§ The request: Reproduce the entries from the start of the records up to and including the line containing "0,141 -> 198,198", substituting "situated" for "located" and leaving everything else unchanged. Omit the pictures from your answer.

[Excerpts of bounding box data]
## begin
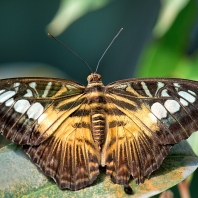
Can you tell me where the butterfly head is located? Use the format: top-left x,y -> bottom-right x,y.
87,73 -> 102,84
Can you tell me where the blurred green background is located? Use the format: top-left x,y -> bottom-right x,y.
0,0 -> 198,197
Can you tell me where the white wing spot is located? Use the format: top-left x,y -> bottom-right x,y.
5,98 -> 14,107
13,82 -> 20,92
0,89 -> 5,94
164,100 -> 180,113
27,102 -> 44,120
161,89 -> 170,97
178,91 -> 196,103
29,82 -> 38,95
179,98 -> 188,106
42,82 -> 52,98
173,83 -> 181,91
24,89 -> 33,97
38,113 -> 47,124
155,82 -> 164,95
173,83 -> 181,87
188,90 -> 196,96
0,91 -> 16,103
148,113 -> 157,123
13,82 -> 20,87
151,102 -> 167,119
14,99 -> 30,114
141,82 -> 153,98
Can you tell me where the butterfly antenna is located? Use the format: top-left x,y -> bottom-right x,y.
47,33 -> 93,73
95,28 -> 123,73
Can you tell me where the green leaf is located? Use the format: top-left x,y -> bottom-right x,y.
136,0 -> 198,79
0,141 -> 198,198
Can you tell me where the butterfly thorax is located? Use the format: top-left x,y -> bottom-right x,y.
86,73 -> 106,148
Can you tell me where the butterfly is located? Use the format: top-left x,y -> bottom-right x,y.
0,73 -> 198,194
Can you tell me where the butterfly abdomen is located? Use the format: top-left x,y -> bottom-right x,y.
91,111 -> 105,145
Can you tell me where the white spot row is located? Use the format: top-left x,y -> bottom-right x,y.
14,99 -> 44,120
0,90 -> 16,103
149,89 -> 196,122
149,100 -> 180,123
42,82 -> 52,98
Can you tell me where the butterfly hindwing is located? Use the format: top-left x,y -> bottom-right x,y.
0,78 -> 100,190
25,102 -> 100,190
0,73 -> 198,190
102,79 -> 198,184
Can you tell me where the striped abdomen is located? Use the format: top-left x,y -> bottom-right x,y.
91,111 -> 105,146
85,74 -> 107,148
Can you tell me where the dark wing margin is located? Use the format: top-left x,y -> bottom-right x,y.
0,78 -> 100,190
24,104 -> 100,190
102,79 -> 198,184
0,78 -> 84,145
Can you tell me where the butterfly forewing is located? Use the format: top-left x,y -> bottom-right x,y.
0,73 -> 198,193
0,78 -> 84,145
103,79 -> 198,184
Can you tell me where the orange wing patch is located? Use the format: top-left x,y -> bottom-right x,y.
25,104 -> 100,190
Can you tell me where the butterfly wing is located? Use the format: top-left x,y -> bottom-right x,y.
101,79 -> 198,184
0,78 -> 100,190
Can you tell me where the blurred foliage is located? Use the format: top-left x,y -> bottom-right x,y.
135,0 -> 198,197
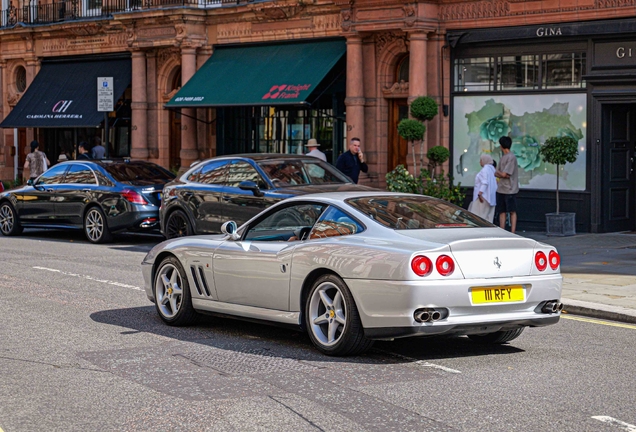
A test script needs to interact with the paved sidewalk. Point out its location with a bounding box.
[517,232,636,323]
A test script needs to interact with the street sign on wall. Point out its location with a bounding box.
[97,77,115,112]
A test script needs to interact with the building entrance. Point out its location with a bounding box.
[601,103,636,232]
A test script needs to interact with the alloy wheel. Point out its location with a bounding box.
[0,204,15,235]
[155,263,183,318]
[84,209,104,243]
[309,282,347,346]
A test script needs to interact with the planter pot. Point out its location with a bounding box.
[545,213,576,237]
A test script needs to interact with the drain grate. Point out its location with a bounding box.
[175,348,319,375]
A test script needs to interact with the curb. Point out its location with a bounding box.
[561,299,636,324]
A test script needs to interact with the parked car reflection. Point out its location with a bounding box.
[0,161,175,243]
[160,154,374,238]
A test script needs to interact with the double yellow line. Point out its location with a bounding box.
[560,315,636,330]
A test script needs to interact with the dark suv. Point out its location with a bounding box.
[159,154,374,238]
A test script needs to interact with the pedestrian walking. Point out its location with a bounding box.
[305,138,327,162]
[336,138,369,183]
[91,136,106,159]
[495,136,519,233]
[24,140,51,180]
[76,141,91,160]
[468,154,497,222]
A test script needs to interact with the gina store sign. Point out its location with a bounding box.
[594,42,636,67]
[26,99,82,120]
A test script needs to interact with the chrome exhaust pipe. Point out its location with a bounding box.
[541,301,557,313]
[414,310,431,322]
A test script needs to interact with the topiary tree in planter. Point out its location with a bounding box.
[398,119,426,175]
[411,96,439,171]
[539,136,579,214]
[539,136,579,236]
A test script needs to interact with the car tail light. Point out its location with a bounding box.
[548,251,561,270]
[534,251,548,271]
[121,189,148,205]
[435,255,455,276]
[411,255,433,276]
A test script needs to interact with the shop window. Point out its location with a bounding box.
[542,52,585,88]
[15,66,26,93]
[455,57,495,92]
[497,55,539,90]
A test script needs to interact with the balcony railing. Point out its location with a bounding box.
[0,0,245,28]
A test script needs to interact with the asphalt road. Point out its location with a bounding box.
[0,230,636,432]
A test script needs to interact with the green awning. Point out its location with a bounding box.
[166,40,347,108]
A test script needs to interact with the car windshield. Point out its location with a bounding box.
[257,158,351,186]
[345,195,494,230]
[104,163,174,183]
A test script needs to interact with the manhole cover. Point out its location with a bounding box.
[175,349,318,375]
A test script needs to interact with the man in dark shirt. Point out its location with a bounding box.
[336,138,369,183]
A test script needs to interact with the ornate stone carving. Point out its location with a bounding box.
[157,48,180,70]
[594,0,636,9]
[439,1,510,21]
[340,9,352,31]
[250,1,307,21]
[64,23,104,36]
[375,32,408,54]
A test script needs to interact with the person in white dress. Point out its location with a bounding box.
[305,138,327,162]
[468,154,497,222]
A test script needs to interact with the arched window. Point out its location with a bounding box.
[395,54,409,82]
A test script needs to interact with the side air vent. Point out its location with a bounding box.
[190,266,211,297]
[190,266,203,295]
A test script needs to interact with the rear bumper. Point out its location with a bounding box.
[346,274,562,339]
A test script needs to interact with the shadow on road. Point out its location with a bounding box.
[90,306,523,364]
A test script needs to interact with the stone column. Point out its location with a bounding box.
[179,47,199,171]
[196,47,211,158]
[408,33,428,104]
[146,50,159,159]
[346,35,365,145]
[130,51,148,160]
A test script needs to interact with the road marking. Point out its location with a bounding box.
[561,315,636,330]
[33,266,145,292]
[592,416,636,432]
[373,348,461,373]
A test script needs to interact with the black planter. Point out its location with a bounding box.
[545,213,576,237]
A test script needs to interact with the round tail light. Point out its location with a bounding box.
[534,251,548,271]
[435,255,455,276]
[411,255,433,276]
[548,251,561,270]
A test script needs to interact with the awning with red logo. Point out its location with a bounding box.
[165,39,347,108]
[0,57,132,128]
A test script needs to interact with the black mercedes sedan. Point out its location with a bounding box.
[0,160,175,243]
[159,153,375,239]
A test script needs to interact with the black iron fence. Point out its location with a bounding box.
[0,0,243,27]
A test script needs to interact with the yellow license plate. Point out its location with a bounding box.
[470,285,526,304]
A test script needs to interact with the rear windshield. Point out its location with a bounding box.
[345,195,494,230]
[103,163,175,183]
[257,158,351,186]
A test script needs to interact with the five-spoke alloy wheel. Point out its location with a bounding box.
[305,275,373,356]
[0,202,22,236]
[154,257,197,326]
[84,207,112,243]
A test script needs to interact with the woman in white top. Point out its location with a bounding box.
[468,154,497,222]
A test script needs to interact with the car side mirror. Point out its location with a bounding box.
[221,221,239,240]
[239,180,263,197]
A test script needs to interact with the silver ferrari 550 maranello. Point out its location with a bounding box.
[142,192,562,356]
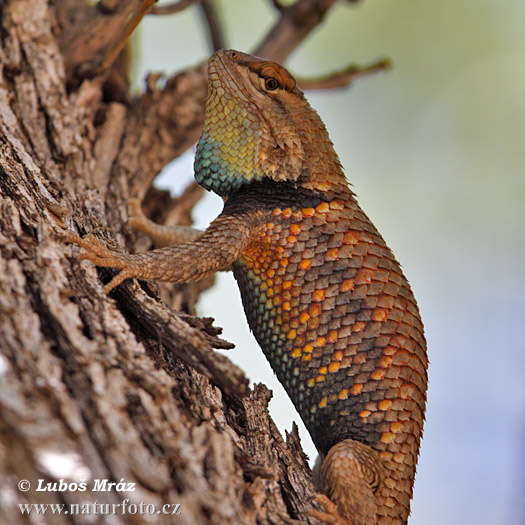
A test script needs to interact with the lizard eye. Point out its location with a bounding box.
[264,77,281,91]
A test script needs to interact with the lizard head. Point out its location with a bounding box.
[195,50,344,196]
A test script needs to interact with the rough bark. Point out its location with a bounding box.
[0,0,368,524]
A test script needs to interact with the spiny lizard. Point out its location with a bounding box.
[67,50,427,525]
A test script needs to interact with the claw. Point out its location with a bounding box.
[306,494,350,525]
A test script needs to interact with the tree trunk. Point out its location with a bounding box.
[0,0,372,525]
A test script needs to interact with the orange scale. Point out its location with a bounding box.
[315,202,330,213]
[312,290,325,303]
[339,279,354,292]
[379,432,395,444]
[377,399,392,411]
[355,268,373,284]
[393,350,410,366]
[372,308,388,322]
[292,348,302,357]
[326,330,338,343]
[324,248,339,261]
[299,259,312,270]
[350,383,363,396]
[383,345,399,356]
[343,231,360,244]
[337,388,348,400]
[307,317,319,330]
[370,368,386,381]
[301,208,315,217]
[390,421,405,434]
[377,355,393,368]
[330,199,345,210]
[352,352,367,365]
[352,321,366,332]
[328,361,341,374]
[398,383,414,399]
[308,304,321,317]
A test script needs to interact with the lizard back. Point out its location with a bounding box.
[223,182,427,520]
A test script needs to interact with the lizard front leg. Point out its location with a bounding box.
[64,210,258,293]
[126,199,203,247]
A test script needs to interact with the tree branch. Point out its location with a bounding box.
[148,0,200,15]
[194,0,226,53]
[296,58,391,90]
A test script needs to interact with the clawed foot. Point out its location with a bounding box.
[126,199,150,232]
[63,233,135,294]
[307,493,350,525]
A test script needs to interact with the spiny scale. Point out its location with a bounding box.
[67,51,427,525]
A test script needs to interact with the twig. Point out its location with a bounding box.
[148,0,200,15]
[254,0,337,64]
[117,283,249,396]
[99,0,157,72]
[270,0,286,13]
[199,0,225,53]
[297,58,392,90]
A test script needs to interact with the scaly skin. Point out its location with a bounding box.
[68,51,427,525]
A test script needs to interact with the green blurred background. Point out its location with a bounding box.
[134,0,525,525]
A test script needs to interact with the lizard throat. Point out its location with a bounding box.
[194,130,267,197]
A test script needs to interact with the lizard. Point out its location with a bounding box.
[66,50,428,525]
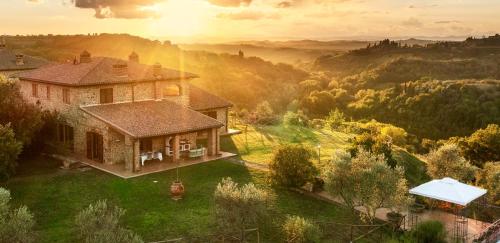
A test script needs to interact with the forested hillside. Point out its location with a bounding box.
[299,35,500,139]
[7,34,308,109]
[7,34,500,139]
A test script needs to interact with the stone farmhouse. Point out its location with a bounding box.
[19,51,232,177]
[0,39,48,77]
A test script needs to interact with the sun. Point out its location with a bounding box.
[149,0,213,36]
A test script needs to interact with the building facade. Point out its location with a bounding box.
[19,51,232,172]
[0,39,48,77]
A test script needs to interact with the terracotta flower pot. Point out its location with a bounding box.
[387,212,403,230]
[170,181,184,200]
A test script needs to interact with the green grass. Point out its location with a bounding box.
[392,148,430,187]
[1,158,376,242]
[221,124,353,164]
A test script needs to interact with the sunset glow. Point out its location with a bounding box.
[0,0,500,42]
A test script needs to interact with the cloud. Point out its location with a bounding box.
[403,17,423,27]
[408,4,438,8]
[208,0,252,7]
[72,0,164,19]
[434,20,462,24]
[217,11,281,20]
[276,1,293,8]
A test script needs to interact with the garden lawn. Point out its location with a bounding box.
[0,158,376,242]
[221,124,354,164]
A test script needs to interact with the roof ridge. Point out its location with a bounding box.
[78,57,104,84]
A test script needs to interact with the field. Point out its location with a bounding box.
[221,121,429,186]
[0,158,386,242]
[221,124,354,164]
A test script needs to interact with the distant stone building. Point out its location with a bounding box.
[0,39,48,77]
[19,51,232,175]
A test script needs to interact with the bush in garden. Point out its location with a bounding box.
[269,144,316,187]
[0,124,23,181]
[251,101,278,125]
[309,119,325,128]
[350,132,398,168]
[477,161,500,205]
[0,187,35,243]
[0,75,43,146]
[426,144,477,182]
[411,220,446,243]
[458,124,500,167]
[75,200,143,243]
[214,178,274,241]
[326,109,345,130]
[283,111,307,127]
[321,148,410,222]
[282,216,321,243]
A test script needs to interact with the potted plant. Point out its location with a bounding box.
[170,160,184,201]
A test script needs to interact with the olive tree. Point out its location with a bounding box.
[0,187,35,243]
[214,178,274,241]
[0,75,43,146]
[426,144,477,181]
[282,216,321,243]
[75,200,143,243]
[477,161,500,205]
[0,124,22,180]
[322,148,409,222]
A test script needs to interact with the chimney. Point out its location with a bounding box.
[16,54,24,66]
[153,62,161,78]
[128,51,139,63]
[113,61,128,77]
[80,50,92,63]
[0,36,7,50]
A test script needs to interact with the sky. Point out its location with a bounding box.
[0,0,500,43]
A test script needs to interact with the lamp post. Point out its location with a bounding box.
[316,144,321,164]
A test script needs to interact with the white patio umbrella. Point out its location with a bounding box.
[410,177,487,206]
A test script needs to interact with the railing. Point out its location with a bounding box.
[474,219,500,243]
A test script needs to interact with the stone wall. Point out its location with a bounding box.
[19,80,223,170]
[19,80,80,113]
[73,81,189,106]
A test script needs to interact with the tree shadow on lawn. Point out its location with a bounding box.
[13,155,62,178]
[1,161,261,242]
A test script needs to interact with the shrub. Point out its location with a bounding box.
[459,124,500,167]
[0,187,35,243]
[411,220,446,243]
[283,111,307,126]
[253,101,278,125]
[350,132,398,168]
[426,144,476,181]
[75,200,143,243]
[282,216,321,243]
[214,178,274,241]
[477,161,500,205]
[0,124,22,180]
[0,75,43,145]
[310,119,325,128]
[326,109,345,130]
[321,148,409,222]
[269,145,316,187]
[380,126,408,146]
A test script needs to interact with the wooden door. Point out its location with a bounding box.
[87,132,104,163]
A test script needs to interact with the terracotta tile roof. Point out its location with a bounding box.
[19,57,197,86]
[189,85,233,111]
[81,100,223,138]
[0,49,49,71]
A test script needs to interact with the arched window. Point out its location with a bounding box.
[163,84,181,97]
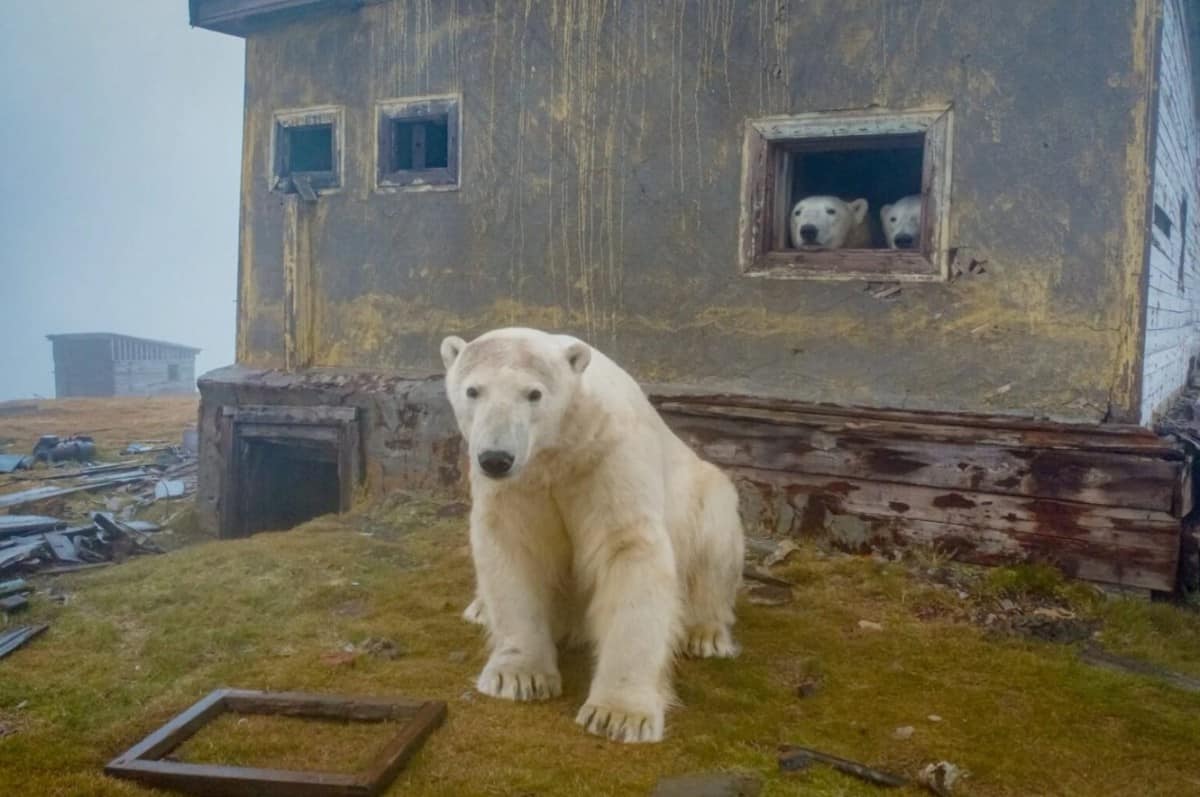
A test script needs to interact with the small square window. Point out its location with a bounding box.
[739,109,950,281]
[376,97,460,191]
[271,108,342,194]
## end
§ Completed task:
Can you tell me where the butterfly head is situated? Use the format: top-left x,y -> bottom-right x,y.
87,73 -> 102,84
Can you tell me where the blurred green background is situated? Use the format: top-left x,y -> bottom-right x,y.
0,0 -> 198,197
Can you tell me where the white wing spot is situated? Use the format: top-left x,y -> bottom-right x,y.
5,98 -> 14,107
13,82 -> 20,92
0,89 -> 5,94
164,100 -> 180,113
27,102 -> 44,120
161,89 -> 170,97
178,91 -> 196,103
29,82 -> 38,95
179,98 -> 188,106
42,82 -> 52,98
173,83 -> 181,91
24,89 -> 33,97
38,113 -> 47,124
155,82 -> 164,95
173,83 -> 181,87
188,90 -> 196,96
0,91 -> 16,103
148,113 -> 157,123
13,82 -> 20,87
151,102 -> 167,119
14,99 -> 30,114
141,82 -> 153,98
Can you tell me where the butterfly antenna is situated? Use the format: top-left x,y -> bottom-right x,y.
47,33 -> 93,73
95,28 -> 123,73
Can you tell me where the green leaf is situated? Use the format: top-left x,y -> bottom-right x,y.
136,0 -> 198,79
0,141 -> 198,198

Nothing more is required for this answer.